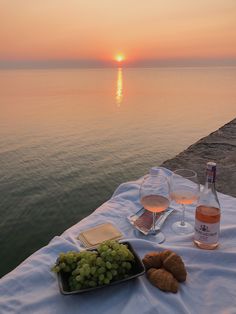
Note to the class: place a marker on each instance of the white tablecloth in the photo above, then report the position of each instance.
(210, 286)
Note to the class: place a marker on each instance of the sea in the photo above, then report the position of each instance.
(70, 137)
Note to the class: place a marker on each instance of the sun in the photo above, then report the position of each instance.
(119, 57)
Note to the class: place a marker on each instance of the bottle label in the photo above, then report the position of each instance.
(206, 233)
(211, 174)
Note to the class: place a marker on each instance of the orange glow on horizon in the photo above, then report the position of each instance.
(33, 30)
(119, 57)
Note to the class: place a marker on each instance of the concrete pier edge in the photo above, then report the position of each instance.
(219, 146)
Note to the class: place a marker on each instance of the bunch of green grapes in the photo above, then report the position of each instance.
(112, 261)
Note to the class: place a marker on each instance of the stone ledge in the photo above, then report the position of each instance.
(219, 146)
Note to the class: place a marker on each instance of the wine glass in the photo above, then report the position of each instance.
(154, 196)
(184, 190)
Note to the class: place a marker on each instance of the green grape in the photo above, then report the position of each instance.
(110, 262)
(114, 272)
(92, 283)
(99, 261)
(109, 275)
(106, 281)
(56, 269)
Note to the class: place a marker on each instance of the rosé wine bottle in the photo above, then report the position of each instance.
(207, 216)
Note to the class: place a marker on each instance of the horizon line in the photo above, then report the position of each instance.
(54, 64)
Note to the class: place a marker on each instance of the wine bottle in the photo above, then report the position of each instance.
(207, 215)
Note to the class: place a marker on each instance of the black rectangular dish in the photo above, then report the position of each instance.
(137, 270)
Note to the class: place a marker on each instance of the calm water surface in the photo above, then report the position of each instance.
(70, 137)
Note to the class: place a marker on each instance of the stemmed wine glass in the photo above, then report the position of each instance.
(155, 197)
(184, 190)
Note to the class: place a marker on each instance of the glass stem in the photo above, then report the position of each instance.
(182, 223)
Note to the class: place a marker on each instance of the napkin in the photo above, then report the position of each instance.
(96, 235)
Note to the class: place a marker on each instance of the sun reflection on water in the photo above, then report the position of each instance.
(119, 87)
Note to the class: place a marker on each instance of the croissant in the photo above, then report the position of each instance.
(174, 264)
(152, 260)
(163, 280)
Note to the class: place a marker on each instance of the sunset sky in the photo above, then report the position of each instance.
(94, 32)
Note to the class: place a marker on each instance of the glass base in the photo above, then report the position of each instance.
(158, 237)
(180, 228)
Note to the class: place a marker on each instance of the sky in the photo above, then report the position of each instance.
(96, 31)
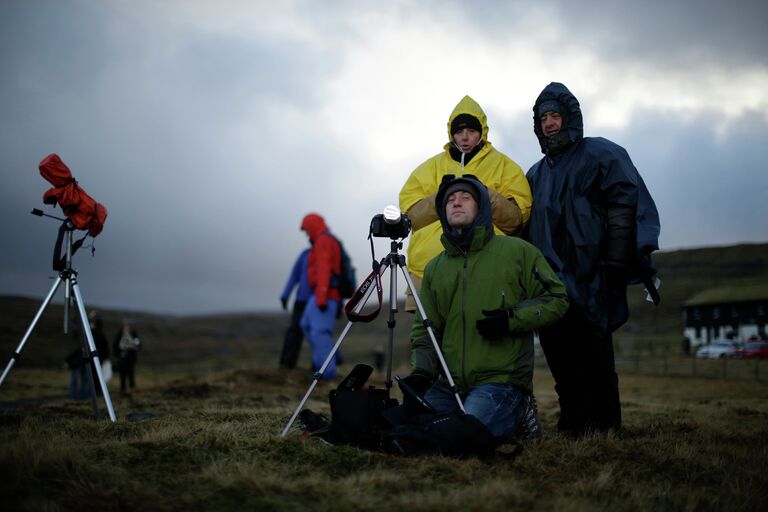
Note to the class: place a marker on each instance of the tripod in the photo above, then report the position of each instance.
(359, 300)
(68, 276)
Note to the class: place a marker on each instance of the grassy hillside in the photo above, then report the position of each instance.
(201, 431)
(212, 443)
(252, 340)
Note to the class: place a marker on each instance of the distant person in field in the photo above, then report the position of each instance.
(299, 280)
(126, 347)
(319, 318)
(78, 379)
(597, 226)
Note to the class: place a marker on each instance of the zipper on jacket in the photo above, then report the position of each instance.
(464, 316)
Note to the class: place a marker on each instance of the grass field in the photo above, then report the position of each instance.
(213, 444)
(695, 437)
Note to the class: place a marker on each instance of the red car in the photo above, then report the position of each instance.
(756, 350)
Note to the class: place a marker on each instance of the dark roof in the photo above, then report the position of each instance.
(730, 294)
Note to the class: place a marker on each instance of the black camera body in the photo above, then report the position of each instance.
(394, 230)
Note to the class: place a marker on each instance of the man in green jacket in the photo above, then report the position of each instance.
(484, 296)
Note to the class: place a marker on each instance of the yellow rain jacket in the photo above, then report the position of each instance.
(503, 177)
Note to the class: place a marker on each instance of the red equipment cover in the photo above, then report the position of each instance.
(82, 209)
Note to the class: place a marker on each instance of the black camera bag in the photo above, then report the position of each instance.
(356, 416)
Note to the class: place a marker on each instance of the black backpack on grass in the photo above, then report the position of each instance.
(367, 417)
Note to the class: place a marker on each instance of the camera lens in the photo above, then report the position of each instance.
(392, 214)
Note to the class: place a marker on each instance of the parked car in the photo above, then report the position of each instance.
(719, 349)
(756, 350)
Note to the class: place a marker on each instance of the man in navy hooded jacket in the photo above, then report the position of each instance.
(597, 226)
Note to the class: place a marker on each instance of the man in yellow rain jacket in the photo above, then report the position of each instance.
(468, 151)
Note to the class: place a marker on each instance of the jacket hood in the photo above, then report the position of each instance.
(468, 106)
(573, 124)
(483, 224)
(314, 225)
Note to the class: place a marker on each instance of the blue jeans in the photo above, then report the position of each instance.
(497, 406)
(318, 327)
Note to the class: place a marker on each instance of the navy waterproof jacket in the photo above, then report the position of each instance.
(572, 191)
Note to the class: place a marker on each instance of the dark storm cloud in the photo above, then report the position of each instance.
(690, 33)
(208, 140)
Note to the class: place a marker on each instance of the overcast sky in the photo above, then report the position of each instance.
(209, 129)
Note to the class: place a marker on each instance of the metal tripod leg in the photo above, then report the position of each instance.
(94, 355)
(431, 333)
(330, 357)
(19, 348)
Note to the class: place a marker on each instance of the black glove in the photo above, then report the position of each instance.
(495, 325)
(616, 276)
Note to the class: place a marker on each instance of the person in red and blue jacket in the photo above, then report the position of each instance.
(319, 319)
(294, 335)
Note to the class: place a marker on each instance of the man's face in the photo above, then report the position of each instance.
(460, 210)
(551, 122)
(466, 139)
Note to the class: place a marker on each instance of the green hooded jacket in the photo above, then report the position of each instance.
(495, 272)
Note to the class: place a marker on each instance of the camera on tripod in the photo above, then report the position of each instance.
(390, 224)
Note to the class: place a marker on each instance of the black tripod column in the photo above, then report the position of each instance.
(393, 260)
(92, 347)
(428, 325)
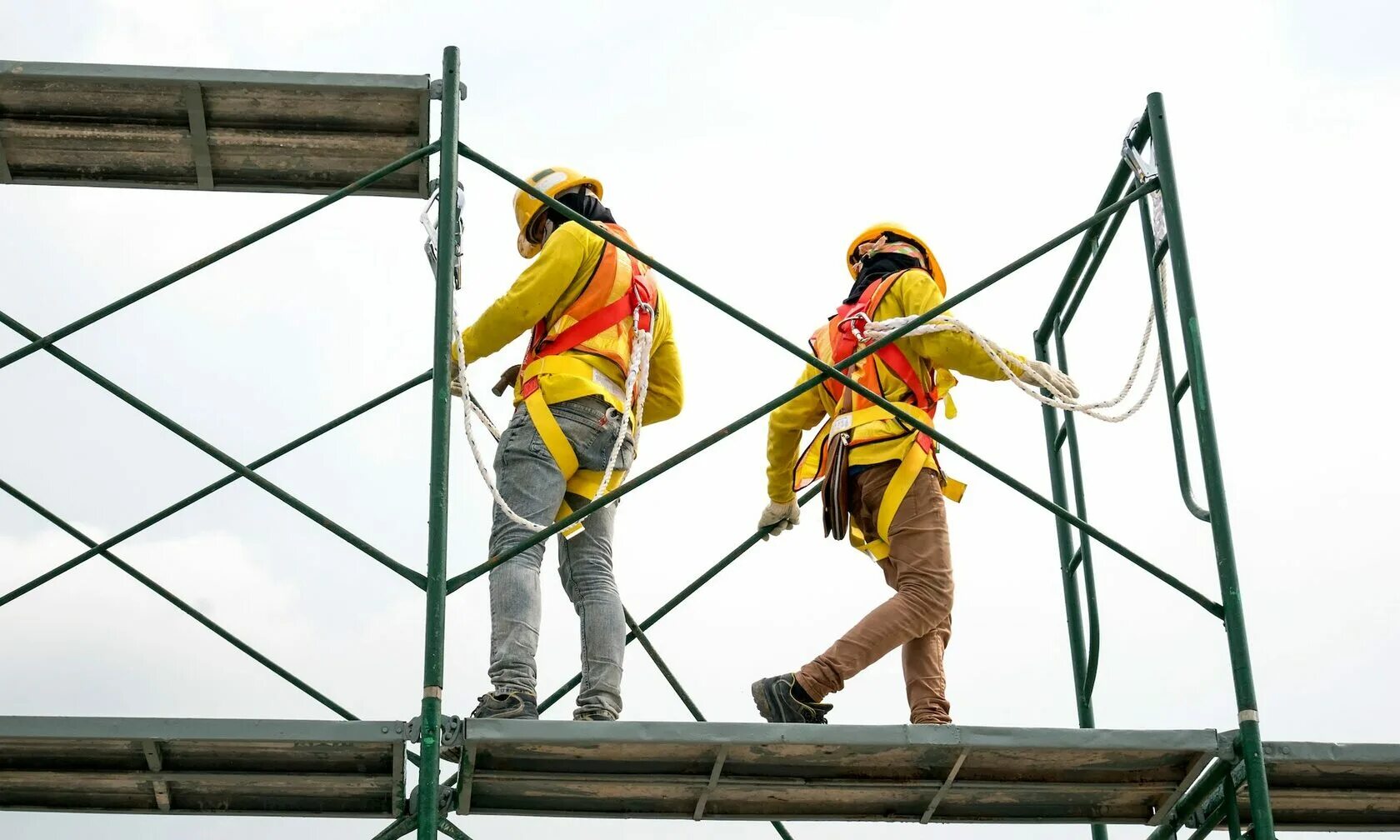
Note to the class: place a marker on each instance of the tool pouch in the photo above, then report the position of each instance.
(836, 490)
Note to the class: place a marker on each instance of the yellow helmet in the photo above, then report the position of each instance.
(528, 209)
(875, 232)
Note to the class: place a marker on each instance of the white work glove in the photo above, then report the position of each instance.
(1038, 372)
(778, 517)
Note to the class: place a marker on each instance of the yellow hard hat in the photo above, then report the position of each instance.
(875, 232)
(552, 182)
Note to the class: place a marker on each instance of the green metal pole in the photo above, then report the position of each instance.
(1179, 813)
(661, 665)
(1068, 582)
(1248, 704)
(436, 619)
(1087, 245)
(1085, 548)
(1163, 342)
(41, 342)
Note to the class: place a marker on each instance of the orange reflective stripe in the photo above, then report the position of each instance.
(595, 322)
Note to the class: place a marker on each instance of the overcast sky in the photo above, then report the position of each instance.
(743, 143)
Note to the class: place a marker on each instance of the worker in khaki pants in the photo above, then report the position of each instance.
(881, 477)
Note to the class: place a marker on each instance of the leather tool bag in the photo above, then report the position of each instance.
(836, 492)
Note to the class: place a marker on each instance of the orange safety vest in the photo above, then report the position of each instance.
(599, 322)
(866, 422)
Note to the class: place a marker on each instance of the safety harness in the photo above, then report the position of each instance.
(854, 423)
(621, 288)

────

- _EXERCISE_
This calls for an exact copy of all the entries above, with the pictures omitted.

- _RESULT OF THE TASK_
Note to the class: place a marker on each instance of the white tablecloth in the photo above, then report the position of each instance.
(210, 286)
Note to the class: place a marker on each instance of the sea in the photo above, then report the position of each instance.
(70, 137)
Note to the class: place a marker on each instance of the sun in the photo above, then report the position of each instance.
(119, 57)
Note to the class: place a marker on each instance of the bottle label in the photo above, then report the position of each instance.
(206, 233)
(211, 174)
Note to the class: place a marker on each instance of the orange glow on horizon in the photo above, then report the position of each instance.
(33, 30)
(119, 57)
Note to the class: place a marker on each instance of the concrete pier edge in the photo above, then report the position of each instance.
(219, 146)
Note to the class: place a marker on each instance of the bunch of green grapes in the photo above, then report the position of each instance.
(112, 261)
Note to the class: place a marker on each instance of the stone ledge in the photo above, then report the position of each instance.
(219, 146)
Note to the class: place a marker on each instance of the wine glass in the photo above, then report the position of each instance.
(154, 196)
(184, 190)
Note to the class: place a marker on each instance of the green grape in the photo above, then report the position of each instance.
(110, 262)
(114, 272)
(92, 283)
(99, 261)
(109, 275)
(106, 281)
(56, 269)
Note to the class: place a marker on each instance of the rosé wine bottle in the photo above, then report the position of each instance.
(207, 216)
Note to the class: place a marker on each instance of the horizon line in the photo above, then report the position of each instance.
(54, 64)
Note to the class: place a marker on each instance of the wine bottle in the photo above, then report the position of each instance.
(207, 215)
Note to the class: place a marker on each instance of the black rectangular dish in the photo above, then report the position of each instance.
(137, 270)
Note to the class: place a marker on each instance of the calm water surface in the photo above, then report the position of each instance.
(70, 137)
Note to the class: place a marker on each instance of the stemmed wine glass in the photo above, then report the position of each instance.
(155, 197)
(184, 190)
Note to the class: place a marker on each instance of the glass stem in the photo above, then report the position of each instance.
(182, 223)
Note to the class: place a marker on each instance of the napkin in the photo above, then report the position of each instance.
(96, 235)
Note to the class: place a marker on each instance of the sun reflection on water in the photo above, then report the position of each instance.
(119, 87)
Note to the class: place a marker on each instance of the croissant in the photo above, then report the position of each instance.
(174, 264)
(152, 260)
(163, 280)
Note to the class: place a marker on each instance of the sunset sky in the photo above, then report the position of each instance.
(94, 32)
Note to the class: place a marker on each instance of the glass base in the photo above, then report the position of each instance.
(158, 237)
(180, 228)
Note to the class: place a marker on each instance of the sky in the photo above, then report the position of each instance.
(96, 31)
Note to the class: place a marker on each instance of the tripod in the photo above, then report the position of each instance.
(359, 300)
(68, 276)
Note to the class: place a marker on each instance of the grassy hillside in the photo above, then report the position of each instance.
(201, 431)
(212, 443)
(252, 340)
Note to the class: place a marker on each instance of the distant person in field in the photo above, then report the position of each instance.
(299, 280)
(126, 347)
(319, 318)
(78, 379)
(597, 226)
Note to the class: place a marker on each instance of the zipper on jacket in the photo above, then report the position of each instance.
(464, 316)
Note to the class: place a marker on each instance of the grass field in the photo above, then report the position of each instance.
(213, 444)
(695, 437)
Note to the class: place a marker on each instance of the red car in the photo above, then report the position of each instance.
(756, 350)
Note to the class: place a marker on each instance of the dark roof in the photo above, then report the position of each instance.
(730, 294)
Note to the class: place a marker on each instance of the black camera body in the photo above, then report the position of each instance.
(394, 230)
Note to the class: place a marker on each instance of the man in green jacket in the photo above, then report the position of each instance.
(484, 296)
Note to the class: place a marker on each instance of the yellow rain jacket in the photo above, then report the position of each instance.
(503, 177)
Note to the class: place a marker on each instance of the red equipment cover in the photo above, then report the position of each instance.
(82, 209)
Note to the class: place a marker on each instance of the black camera bag in the photo above, then report the position of each instance.
(356, 416)
Note to the class: place a marker on each instance of the black backpack on grass in the photo above, then report the position of each instance.
(367, 417)
Note to the class: place a marker on each instance of the camera lens in the photo above, then report the position of each instance.
(392, 214)
Note to the class: place a marker on each instance of the parked car in the photo above, then report the position of each instance.
(719, 349)
(756, 350)
Note to the class: place a marker on each instance of the man in navy hooded jacket in the photo above, then report the position of each instance.
(597, 226)
Note to the class: place a marker on each instance of the man in yellow rain jacket in the photo above, then report the position of each instance.
(468, 151)
Note to the class: place a marker on each instance of the jacket hood in the photo above, then report the position of each instance.
(468, 106)
(573, 124)
(483, 224)
(314, 225)
Note to the class: place a marker on each instance of the blue jeans in the photo above, then report the position of each instance.
(497, 406)
(318, 327)
Note to the class: place a marker on each instance of the navy waterproof jacket in the photo above, then report the position of each instance.
(572, 191)
Note to the class: place a marker on each instance of the dark storm cloud in the photo above, then report the position of each instance.
(690, 33)
(208, 140)
Note to the class: place a marker on each instance of the overcast sky in the photo above, then report the position of each instance.
(209, 129)
Note to the class: place a marker on each instance of the metal tripod leg in the photo above, then report the position of each instance.
(94, 355)
(431, 333)
(330, 357)
(19, 348)
Note to the class: place a marker on each instance of the black glove in the photo above, then report the position of each instance.
(495, 325)
(616, 276)
Note to the class: place a marker on each instance of the person in red and blue jacket in the photo above, then report the position of each instance.
(319, 319)
(294, 335)
Note to the class: place a marker on each instance of the man's face in the photo above, then report the position of each instance.
(460, 210)
(551, 122)
(466, 139)
Note to the class: place a marker on each instance of the green hooded jacket in the photo above, then report the position of each instance.
(495, 272)
Note to the class: place a marker on each instance of the camera on tripod in the photo above, then report the position of each instance.
(390, 224)
Note to the class: place a marker on each instance of the black tripod column in the photo above, then report the position of each instance.
(393, 260)
(92, 347)
(428, 325)
Note to the class: place a marker on each instance of the tool pouch in the photo above, then report the position of each instance.
(836, 490)
Note to the class: place a marker on each instance of the yellow helmet in the photo above, then report the position of each instance.
(528, 209)
(875, 232)
Note to the class: place a marker on each instance of the white work glove in the photo above, then report the position of each instance.
(1038, 372)
(778, 517)
Note to the class: place a marker on each instance of the yellow hard hat in the photo above, then report the position of each instance.
(875, 232)
(552, 182)
Note to the class: place a marker on each instance of the green metal pole in the photo above, then report the position of each instance.
(1179, 813)
(661, 665)
(1068, 582)
(1248, 704)
(436, 619)
(1087, 245)
(1085, 548)
(1163, 342)
(41, 342)
Note to the class: place a marker on each instance of the orange reflective stripe in the photo above, then report the position of each instance.
(595, 322)
Note to the class: place a marker on each instance of the overcast sky in the photo above, then report the position of each instance.
(743, 143)
Note to the class: place a marker on each instance of the worker in khaki pants in the photo above, then report the position of each instance.
(881, 477)
Note to the class: place a marker on each instance of the leather tool bag in the photo above, then report the position of each instance.
(836, 492)
Note to the class: place a marker on each instance of the orange safety vest in the photo above, then report the position of each instance.
(599, 322)
(866, 422)
Note to the class: place a marker on each instance of the safety harness in the photo above, then report the position of each instance.
(854, 423)
(621, 288)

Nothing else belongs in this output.